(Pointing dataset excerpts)
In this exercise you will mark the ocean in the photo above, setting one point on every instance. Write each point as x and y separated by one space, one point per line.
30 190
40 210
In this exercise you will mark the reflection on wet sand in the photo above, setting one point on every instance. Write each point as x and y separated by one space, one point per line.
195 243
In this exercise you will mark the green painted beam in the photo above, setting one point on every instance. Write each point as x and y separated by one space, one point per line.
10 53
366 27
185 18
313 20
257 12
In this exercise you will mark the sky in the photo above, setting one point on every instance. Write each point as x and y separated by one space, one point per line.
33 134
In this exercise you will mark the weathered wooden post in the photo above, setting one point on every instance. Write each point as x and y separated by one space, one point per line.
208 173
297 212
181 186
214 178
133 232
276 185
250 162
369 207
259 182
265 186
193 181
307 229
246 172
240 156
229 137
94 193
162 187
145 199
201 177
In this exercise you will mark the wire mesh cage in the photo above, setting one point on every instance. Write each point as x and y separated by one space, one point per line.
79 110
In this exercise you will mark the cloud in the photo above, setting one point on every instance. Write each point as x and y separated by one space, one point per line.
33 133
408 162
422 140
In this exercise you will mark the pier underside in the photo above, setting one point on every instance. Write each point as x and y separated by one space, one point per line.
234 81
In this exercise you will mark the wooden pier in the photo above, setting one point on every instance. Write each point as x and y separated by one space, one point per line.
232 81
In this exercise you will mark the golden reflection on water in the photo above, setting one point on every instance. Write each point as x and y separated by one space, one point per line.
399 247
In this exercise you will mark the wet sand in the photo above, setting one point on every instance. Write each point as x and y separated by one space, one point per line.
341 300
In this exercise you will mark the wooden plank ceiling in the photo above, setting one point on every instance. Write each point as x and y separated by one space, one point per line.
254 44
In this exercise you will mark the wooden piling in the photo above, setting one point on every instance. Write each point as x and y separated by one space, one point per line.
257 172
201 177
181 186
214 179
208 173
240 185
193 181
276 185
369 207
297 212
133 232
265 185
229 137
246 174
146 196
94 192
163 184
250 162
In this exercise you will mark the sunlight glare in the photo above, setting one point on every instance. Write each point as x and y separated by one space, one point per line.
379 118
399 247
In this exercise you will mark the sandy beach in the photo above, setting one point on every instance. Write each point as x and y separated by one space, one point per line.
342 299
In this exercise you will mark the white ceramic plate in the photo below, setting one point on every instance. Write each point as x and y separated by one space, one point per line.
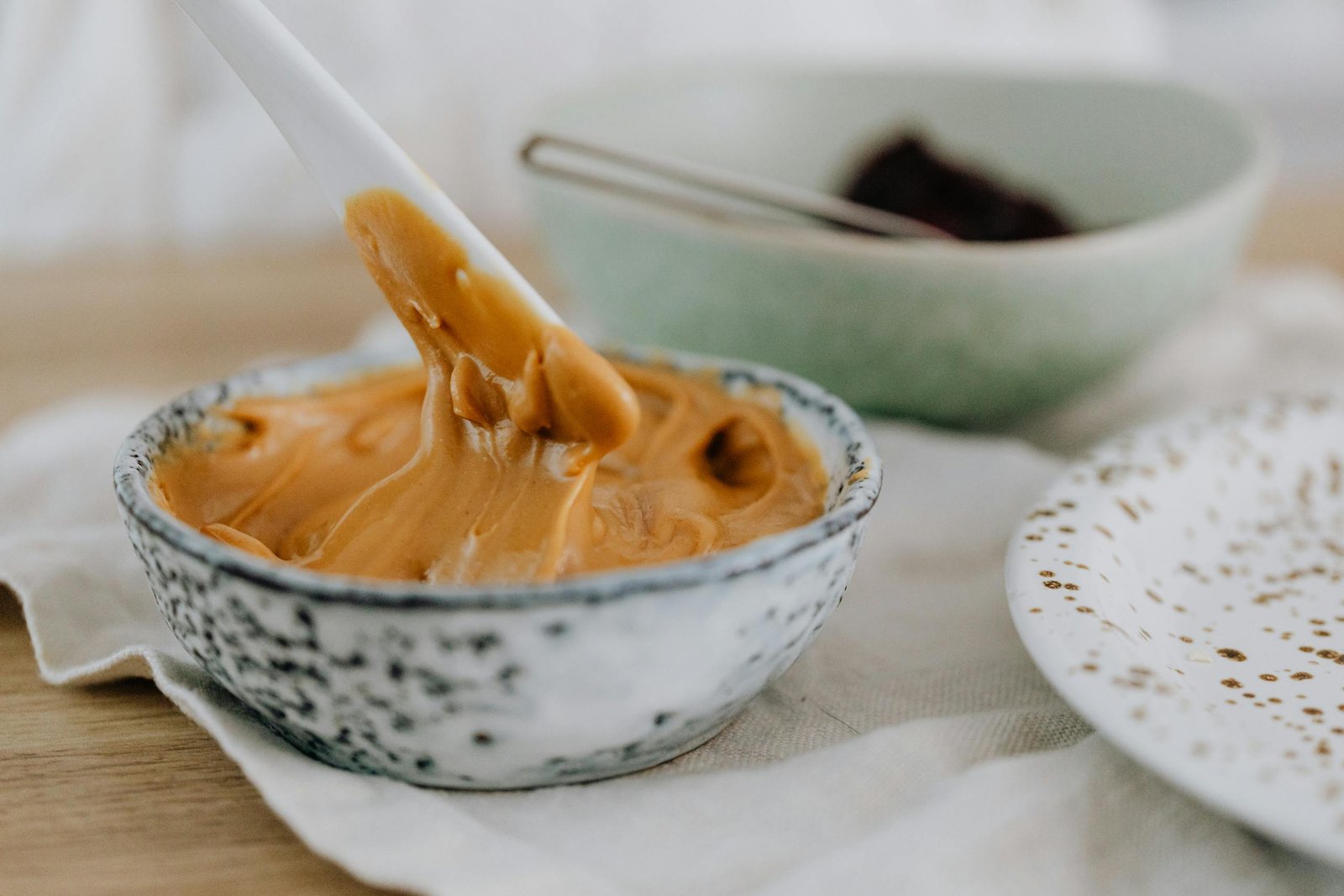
1183 589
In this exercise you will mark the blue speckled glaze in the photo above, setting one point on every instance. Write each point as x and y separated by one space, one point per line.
512 685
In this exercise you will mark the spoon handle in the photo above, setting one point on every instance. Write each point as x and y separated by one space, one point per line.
340 144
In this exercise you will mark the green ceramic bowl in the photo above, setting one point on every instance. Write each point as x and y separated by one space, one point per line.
1167 179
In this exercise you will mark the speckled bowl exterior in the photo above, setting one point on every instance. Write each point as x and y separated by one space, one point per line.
501 687
1166 179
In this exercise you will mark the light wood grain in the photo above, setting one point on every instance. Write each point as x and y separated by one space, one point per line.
109 789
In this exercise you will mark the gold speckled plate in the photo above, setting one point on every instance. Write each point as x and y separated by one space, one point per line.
1183 589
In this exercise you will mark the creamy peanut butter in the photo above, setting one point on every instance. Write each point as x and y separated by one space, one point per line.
514 454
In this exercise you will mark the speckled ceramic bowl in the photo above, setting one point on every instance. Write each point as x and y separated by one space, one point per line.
501 687
1166 179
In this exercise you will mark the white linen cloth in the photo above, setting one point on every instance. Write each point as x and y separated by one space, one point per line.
913 748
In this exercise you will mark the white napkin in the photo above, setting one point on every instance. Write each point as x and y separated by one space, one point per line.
913 748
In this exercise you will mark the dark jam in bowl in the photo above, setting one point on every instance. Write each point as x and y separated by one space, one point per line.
907 177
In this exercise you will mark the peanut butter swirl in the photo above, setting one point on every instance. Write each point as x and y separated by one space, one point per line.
514 454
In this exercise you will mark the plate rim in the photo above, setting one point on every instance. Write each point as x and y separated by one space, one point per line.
1052 658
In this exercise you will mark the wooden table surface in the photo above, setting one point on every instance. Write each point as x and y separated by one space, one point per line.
109 789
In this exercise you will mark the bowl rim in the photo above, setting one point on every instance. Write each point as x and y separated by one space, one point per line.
1253 175
134 466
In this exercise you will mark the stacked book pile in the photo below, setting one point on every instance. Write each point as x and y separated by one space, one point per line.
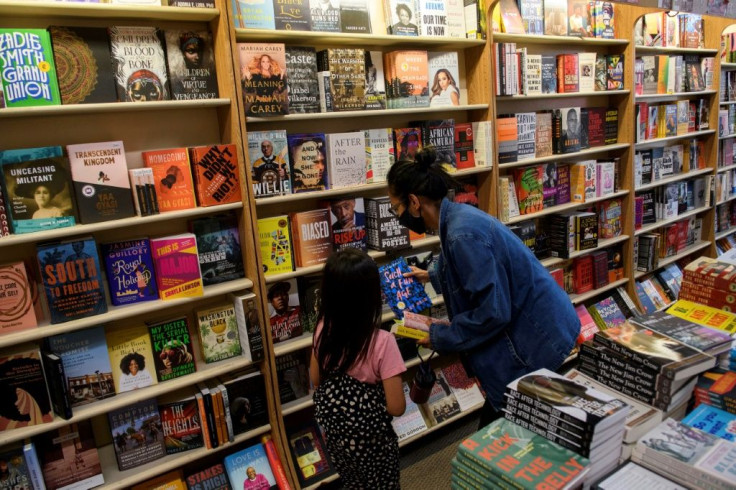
505 455
570 414
688 456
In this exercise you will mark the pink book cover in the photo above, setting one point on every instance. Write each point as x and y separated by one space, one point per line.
176 262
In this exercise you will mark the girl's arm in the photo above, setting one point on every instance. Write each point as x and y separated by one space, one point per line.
395 402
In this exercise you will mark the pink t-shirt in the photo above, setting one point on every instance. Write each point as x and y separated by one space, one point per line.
382 362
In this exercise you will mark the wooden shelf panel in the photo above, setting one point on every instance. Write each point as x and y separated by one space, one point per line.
101 407
675 178
564 207
110 107
566 156
116 479
553 261
103 10
63 233
659 141
674 258
665 222
363 114
121 312
503 37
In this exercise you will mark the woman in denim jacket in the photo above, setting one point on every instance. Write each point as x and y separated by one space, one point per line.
509 317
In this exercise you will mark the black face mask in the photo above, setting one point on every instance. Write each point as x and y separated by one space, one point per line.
414 223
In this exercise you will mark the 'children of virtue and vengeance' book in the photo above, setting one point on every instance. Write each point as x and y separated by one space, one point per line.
86 363
129 267
101 184
137 435
139 63
176 263
171 343
72 279
38 195
131 357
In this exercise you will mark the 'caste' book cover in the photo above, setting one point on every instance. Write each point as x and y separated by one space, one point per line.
129 267
176 263
86 364
72 279
101 184
172 348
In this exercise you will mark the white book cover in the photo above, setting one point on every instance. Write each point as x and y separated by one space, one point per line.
586 72
379 154
444 78
346 154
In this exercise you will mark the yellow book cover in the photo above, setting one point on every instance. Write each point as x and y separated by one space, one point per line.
131 357
275 242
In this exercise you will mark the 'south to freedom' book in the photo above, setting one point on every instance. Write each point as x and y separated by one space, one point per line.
68 457
83 68
191 60
218 333
176 263
132 48
72 279
23 388
101 184
137 435
38 194
263 77
171 343
86 363
27 68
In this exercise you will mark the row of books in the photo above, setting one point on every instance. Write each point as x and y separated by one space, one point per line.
667 74
580 18
115 64
164 268
398 17
517 72
529 135
42 189
284 163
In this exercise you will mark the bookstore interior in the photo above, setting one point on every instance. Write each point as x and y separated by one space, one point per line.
237 144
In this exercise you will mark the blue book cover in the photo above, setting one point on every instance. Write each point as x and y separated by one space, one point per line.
129 267
713 420
402 293
250 464
86 364
72 280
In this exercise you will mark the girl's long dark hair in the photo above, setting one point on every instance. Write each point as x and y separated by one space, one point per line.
350 310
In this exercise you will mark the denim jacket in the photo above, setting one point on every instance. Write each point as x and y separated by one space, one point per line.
509 316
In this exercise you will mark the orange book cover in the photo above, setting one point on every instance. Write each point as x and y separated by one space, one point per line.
216 174
173 178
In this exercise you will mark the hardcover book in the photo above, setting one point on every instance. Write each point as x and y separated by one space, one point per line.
84 354
173 177
308 156
139 63
191 62
172 348
136 434
218 248
72 279
216 174
269 160
23 390
176 263
263 76
27 69
101 184
38 194
83 68
218 333
68 457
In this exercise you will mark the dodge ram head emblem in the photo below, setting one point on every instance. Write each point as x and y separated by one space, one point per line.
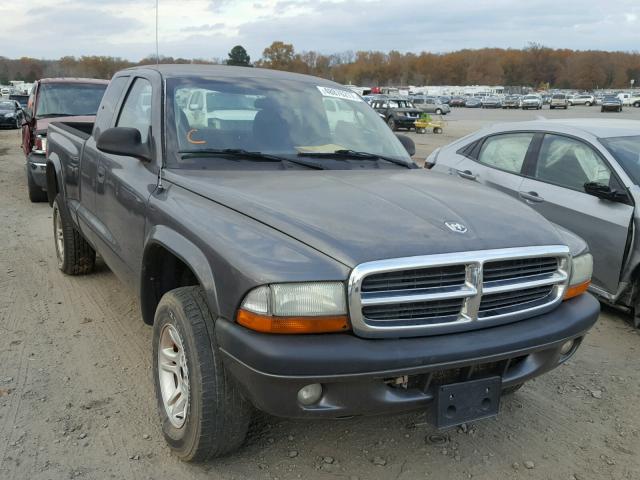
456 227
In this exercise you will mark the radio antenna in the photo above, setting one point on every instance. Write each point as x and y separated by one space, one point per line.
157 48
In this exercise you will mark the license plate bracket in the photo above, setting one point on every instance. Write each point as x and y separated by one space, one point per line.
463 402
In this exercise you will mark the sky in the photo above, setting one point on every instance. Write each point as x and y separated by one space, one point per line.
210 28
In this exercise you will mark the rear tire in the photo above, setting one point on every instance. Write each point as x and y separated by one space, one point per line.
75 255
215 417
36 194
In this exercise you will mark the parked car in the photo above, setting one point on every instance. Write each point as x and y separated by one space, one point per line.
11 114
611 104
491 102
511 101
559 100
398 112
457 101
473 102
75 99
531 101
430 104
285 269
629 99
582 174
582 99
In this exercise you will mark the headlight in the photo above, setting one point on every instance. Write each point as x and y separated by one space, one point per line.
313 307
581 270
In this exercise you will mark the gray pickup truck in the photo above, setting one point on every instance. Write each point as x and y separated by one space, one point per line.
292 258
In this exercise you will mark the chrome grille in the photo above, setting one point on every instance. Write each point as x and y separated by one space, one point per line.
454 292
445 276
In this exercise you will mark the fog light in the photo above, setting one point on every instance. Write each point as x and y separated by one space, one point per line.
310 394
566 347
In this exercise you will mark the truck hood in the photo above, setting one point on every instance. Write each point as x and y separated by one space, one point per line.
360 216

* GIVEN EXERCISE:
Everything from the line with "In this exercise you will mark the chrome" to the end of the listing above needs to be duplicated exactly, both end lines included, with nothing more.

* THE OUTPUT:
In this exercise you will mark the chrome grille in the photo above, setting one point on every instance. Write each point as x and y separated by one space, one point per line.
454 292
445 276
In this exercise you will mark the fog light in the photo above, setting one point on every instance. Write each point as x and y separated by one space, one point per line.
310 394
566 347
In this exercise you will mark the truck hood in the photo above, setting one point on every instance. Write each point as x and y separated by one space, one point per line.
360 216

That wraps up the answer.